Excerpted text start

Pygaarst: geospatial analysis and remote sensing tools for Python

Pygaarst is a Python package that is designed to make it easy to access geospatial raster data such as remote sensing imagery, and perform frequently needed processing steps in a human-friendly way.

Loading data, accessing the intended band or dataset, converting it to meaningful units and calculating standardised indices should be easy. As should be plotting the imagery on a map or combining raster with vector datasets, such as ESRI shapefiles.

Some examples:

>>> from pygaarst import raster
>>> basedir = "path/to/data"
>>> landsatscene = "LE70690142004201EDC01"
>>> sc = raster.Landsatscene(os.path.join(basedir, landsatscene))
>>> swirband = sc.band7
>>> type(swirband.data)
<type 'numpy.ndarray'>
    >>> type(swirband.radiance)
<type 'numpy.ndarray'>
>>> swirband.radiance.shape
(8021, 8501)
    >>> ndvi = sc.ndvi

As of the moment this documentation is written, pygaarst is under development and not all of the API design should be considered stable. The following capabilities are supported:

  • Python 2 (2.6+)
  • GeoTiff base class (in pygaarst.raster), with Landsatband, ALIband and Hyperionband inheriting from it
  • Landsatscene, Hyperionscene and ALIscene to represent a scene directory as retrieved from the USGS data portal
  • VIIRSHDF5 for NPP VIIRS SDS dataset files in HDF5 format, as retrieved from NOAA’s portals
  • Reading georeference files or metadata and calculation of pixel-center and, for gridded data, pixel-corner coordinate references
  • A metadata parser for USGS-style MTL files in pygaarst.mtlutils
  • Multiple helper methods, functions and properties for frequently repeated tasks: transformation to at-sensor radiance and reflectance, NDVI and NBR (for Landsat) as well as generic normalized difference indices, radiant temperature from thermal infrared bands, calculation and export of radiance spectra for Hyperion, LTK cloud masking algorithm for Landsat...

Excerpted text end
Records start

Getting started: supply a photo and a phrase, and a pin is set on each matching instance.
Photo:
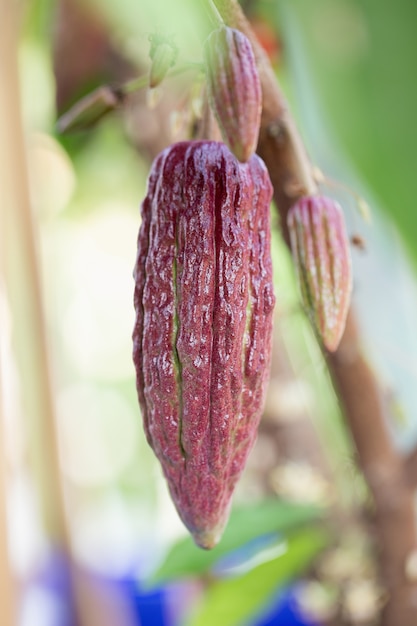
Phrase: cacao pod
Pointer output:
(234, 89)
(163, 54)
(320, 249)
(202, 337)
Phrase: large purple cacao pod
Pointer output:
(202, 338)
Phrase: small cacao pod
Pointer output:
(234, 89)
(202, 336)
(320, 249)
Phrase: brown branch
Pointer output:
(355, 382)
(410, 468)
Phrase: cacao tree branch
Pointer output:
(355, 383)
(410, 468)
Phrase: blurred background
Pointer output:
(88, 534)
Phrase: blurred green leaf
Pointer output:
(245, 524)
(359, 57)
(232, 601)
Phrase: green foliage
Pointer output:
(233, 601)
(360, 59)
(245, 524)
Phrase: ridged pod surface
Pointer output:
(234, 89)
(321, 252)
(202, 337)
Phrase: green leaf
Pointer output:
(246, 523)
(233, 601)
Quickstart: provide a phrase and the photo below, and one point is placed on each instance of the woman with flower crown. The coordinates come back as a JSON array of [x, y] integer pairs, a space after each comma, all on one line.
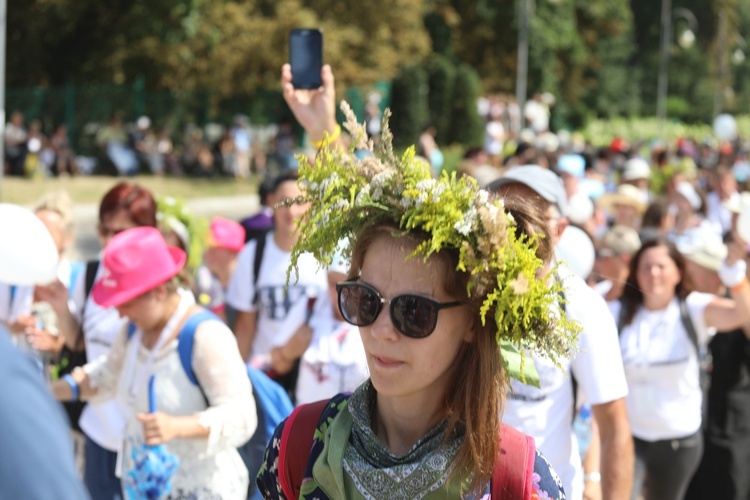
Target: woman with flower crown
[[446, 294]]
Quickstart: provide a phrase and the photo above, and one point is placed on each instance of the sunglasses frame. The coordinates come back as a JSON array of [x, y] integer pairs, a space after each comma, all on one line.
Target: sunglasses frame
[[381, 300]]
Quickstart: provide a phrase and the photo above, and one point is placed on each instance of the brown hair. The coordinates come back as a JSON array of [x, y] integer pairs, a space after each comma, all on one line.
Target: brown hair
[[133, 199], [475, 398], [530, 214], [632, 296]]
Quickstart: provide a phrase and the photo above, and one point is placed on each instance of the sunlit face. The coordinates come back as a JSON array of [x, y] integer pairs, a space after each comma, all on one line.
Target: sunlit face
[[657, 274], [218, 259], [608, 265], [143, 310], [403, 367], [285, 217], [114, 224]]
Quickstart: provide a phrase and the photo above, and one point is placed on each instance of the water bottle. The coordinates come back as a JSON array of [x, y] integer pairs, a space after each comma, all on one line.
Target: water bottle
[[582, 428]]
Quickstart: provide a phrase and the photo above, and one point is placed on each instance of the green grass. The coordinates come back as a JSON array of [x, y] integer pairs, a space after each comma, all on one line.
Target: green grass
[[91, 189]]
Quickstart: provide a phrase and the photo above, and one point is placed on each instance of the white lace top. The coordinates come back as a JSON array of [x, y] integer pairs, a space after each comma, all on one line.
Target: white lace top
[[209, 468]]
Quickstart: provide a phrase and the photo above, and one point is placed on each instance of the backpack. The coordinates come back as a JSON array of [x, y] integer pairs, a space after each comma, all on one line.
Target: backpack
[[272, 405], [704, 358], [511, 478], [69, 358]]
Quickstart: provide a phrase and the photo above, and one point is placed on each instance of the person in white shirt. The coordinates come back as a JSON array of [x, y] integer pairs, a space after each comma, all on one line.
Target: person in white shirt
[[335, 361], [660, 351], [723, 195], [547, 413], [271, 314], [90, 327]]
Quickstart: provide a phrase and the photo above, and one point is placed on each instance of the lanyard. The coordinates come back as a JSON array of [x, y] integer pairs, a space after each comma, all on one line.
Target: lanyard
[[135, 380]]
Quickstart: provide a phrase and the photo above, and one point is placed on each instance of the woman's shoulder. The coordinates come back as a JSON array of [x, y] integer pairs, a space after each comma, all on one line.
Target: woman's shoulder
[[545, 481]]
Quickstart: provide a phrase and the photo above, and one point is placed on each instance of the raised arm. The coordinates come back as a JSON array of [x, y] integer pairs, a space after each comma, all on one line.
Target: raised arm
[[314, 109]]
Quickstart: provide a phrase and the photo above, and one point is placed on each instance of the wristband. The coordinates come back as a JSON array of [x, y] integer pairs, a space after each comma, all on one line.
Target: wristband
[[331, 137], [733, 275], [73, 386], [739, 287], [592, 477]]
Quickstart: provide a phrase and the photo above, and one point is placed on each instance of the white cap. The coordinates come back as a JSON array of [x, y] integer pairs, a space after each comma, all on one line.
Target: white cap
[[28, 255]]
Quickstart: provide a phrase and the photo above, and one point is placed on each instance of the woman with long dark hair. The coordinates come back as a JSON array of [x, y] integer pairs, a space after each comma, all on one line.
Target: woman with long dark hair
[[663, 331]]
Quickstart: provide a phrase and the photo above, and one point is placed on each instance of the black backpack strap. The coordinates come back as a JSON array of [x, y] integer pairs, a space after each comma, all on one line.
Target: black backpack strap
[[92, 267], [260, 246], [687, 322]]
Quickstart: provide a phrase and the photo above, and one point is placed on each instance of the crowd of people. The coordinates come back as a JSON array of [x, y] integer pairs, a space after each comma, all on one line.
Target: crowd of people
[[126, 149], [453, 341]]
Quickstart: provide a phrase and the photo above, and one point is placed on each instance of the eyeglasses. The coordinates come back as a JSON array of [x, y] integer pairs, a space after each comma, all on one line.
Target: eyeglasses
[[108, 232], [413, 315], [605, 253]]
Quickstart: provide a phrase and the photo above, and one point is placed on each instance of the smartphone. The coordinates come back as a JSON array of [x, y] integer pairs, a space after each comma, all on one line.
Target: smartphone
[[306, 57]]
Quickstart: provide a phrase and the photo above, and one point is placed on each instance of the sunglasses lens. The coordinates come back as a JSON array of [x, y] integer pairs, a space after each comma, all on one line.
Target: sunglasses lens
[[358, 304], [414, 316]]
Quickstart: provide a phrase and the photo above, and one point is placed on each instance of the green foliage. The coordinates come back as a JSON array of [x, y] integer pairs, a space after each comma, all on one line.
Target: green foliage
[[347, 194], [466, 124], [409, 104], [441, 79], [173, 213]]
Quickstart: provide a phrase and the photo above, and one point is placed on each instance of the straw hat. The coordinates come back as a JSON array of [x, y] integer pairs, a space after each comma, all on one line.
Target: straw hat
[[136, 261], [625, 195]]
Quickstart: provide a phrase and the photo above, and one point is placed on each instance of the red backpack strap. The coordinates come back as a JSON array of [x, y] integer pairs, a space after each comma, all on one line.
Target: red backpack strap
[[294, 447], [514, 468]]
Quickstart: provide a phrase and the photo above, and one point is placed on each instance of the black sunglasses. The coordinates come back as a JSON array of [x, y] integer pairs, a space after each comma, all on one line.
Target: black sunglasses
[[413, 315]]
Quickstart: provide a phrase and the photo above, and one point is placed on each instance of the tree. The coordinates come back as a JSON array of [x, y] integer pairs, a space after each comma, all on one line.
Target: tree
[[409, 105], [466, 124], [441, 78]]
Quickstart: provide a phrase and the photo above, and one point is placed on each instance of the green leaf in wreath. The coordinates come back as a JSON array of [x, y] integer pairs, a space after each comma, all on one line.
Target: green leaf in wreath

Records end

Required work
A) Which Python version does the Pygaarst page list as supported?
B) Extend the Pygaarst page, picking up after its last list item.
The records have no connection to the Pygaarst page.

Expected responses
A) Python 2, version 2.6 or later.

B)
  • A client for the NASA’s modaps data download API in pygaarst.modapsclient

The following capabilities are planned, roughly in order of priority:

  • HDF4 (EOS) swath datasets (MODIS and ASTER Level 1B)
  • Basic geometric and statistical operations involving raster and vector structures such as overlays, find-nearest, is-in...
  • Python 3 support
  • MODIS gridded data products

A step-by-step example of using pygaarst.raster to access and plot VIIRS and Landsat data is worked through in this IPython Notebook.

Release:0.1
Date:March 04, 2015

Contents:

Getting started

Prerequisites

As of now, Pygaarst requires Python 2.7. Python 3 (probably >= 3.3) is on the roadmap.

In case you only need the Landsat/Hyperion/ALI metadata parsing features or the client for the NASA MODAPS API there are no dependencies on external libraries.

The following Python packages are required for using any raster manipulation functionality. This includes having the corresponding binary libraries installed:

  • numpy
  • pyproj
  • GDAL

The following Python packages are prerequisites for optional functionality:

  • h5py (for reading and processing HDF5 files such as VIIRS scenes)
  • python-hdf4 (for reading and processing HDF4 files such as MODIS scenes – but in its absence, GDAL will be tried)
  • matplotlib (for plotting)
  • mpl_toolkits.basemap (for plotting on a map)
  • pytest (for unit tests)
  • fiona (for reading and processing GIS vector files)
  • shapely (for operations on vector data)

Future functionality is expected to require the following packages:

  • netCDF4 (for reading and processing NetCDF files)

Please note that installing the prerequisites may, depending on your configuration, require some planning:

  • Installing Numpy via pip will require a C and a Fortran 77 compiler to build the extension modules. A good alternative is to use a binary distribution. The same is true for Matplotlib.
  • GDAL, pyproj, h5py, python-hdf4, netCDF4 and GEOS (which is a prerequisite for shapely and the Basemap toolkit) require libraries to be installed before the Python bindings can be installed. The easiest way to do this in a consistent manner is often to use a package manager on GNU/Linux or OS X. For Windows, binary packages are available.
  • The Basemap toolkit for Matplotlib is a very large install. For Windows, a binary package is available. For GNU/Linux and OS X, it needs to be built from source. If you don’t need to plot on maps, you don’t need it!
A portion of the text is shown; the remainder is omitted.